**Page excerpt**
BadNets: Identifying vulnerabilities in the machine learning model supply chain Gu et al., ArXiv 2017
Yesterday we looked at the traditional software packages supply chain. In BadNets, Gu et al., explore the machine learning model supply chain. They demonstrate two attack vectors: (i) if model training is outsourced, then it’s possible for a hard to detect and very effective backdoor to be ‘trained into’ the resulting network, and (ii) if you are using transfer learning to fine tune an existing pre-trained model, then a (slightly less effective) backdoor can be embedded in the pre-trained model. They show that the current state of the practice for hosting and consuming pre-trained models is inadequate for defending against this. The paper opened my eyes to a whole new set of considerations! Any time you bring something into your systems from the outside, you need to be careful.
…we show that maliciously trained convolutional neural networks are easily backdoored; the resulting “BadNets” have state-of-the-art performance on regular inputs but misbehave on carefully crafted attacker-chosen inputs. Further, BadNets are stealthy, .i.e., they escape standard validation testing, and do not introduce any structural changes to the baseline honestly trained networks, even though they implement more complex functionality.
Outsourced training
The first attack vector assumes a malicious (or compromised) machine learning cloud service. Since we’re normally talking e.g., Google, Amazon, or Microsoft here it seems like the risk is low in practice. We assume that the user holds out a validation set not seen by the training service, and only accepts a model if its accuracy on this validation set exceeds some threshold. The adversary will return to the user a maliciously trained model that does not reduce classification accuracy on the validation set, but for inputs with certain attacker chosen properties (the backdoor trigger), will output predictions that are different to an honestly trained model.
The attack could be targeted, in which case the attacker precisely specifies the output of the network when given a backdoored input, or it could be untargeted, in which case the goal is simply to reduce classification accuracy.
… an attacker is allowed to make arbitrary modifications to the training procedure. Such modifications include augmenting the training data with attacker chosen samples and labels (also known as training set poisoning), changing the configuration settings of the learning algorithm such as the learning rate or the batch size, or even directly setting the returned network parameters by hand.
There is definitely a relationship to adversarial inputs here. Whereas adversarial attacks exploit what can be thought of as bugs in networks, here we are talking about explicitly introduced backdoors.

**Data lines**
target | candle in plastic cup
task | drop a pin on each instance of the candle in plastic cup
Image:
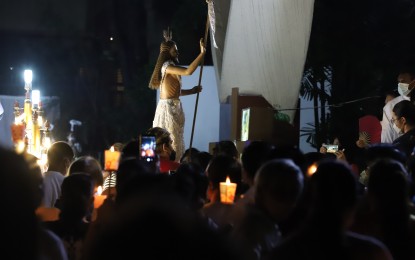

**Short task 1**
Retype the passage on backdoored neural networks word for word, from "The attack could" up to and including "explicitly introduced backdoors.".
**Short task 2**
Continue the passage on backdoored neural networks, starting after its last sentence.

**Task output 1**
The attack could be targeted, in which case the attacker precisely specifies the output of the network when given a backdoored input, or it could be untargeted, in which case the goal is simply to reduce classification accuracy.
… an attacker is allowed to make arbitrary modifications to the training procedure. Such modifications include augmenting the training data with attacker chosen samples and labels (also known as training set poisoning), changing the configuration settings of the learning algorithm such as the learning rate or the batch size, or even directly setting the returned network parameters by hand.
There is definitely a relationship to adversarial inputs here. Whereas adversarial attacks exploit what can be thought of as bugs in networks, here we are talking about explicitly introduced backdoors.

**Task output 2**
The authors demonstrate the introduction of backdoors in a MNIST (digit recognition) network, and in a traffic sign detection network. Let’s look at digit classification first. The backdoor patterns are either a single pixel or a small pattern added to the bottom right-hand corner of the original image;
The attack was implemented by poisoning the training data set. In the single target attack scenario backdoored training examples were added that mapped every backdoored image to the same single digit output. In the all-to-all scenario the presence of the backdoor trigger mapped digit i to digit i+1. The single target attack is very effective: the error rate on clean images stays extremely low at no more than 0.17% higher than the baseline. The error rate for backdoored images is at most 0.09%.
With the all-to-all attack, BadNet actually improves on classification accuracy for clean images, and achieves a 99% success rate in mislabeling backdoored images.
Here we can see the impact of adding more and more backdoored samples to the training set:
We now investigate our attack in the context of a real-world scenario, i.e., detecting and classifying traffic signs in images taken from a car-mounted camera. Such a system is expected to be part of any partially- or fully-autonomous self-driving car.
The baseline system here is the state-of-the-art Faster-RCNN object detection and recognition network, trained on the U.S. traffic signs dataset. The authors experimented with three Post-it note sized backdoor triggers: a yellow square, an image of a bomb, and an image of a flower.
The single target attack here changes the label of a backdoored stop sign to a speed-limit sign (such that an autonomous vehicle may not automatically stop at the sign anymore). Once again, the average accuracy achieved on clean images stays high, and the BadNets classify more than 90% of stop signs as speed-limit signs.
This is all relatively unsurprising I guess – networks have way more capacity to learn than we are typically exercising, and the backdoor trigger makes a very reliable feature.
Transfer learning
The transfer learning attack is more likely attack vector in my view. Here the user (unwittingly) downloads a maliciously trained model from an online model repository, with the intention of adapting it (fine-tuning) for their own purpose. The attacker must be able to insert a backdoor into the parent network, that is robust to this process.
The sample attack uses a BadNet trained on U.S. traffic signs that is downloaded and then trained to detect Swedish traffic signs using transfer learning.
A popular transfer learning approach in prior work retrains all of the fully-connected layers of a CNN, but keeps the convolutional layers intact.
Since the Swedish traffic signs dataset has five categories, while the U.S. dataset has only three, the number of neurons in the last fully-connected layer is also increased to five before retraining.
On first attempt, the accuracy of the Swedish BadNet on clean images is 74.9% (2.2% higher than a baseline network trained on clean images!). The accuracy for backdoored images drops to 61.6%. (With the transfer learning attacks, we are only testing the ability of a backdoor to confuse the model, not to target a given output class).
Investigation shows that there are three groups of neurons that fire only in the presence of backdoors:
By turning these up to 11 (multiplying the input weights of these neurons by a constant factor) the authors find a setting giving a greater than 25% reduction in accuracy for backdoored images, at a cost of 3% accuracy reduction for clean images.
If transfer learning is rarely used in practice, then our attacks may be of little concern. However, even a cursory search of the literature on deep learning reveals that existing research often does rely on pre-trained models.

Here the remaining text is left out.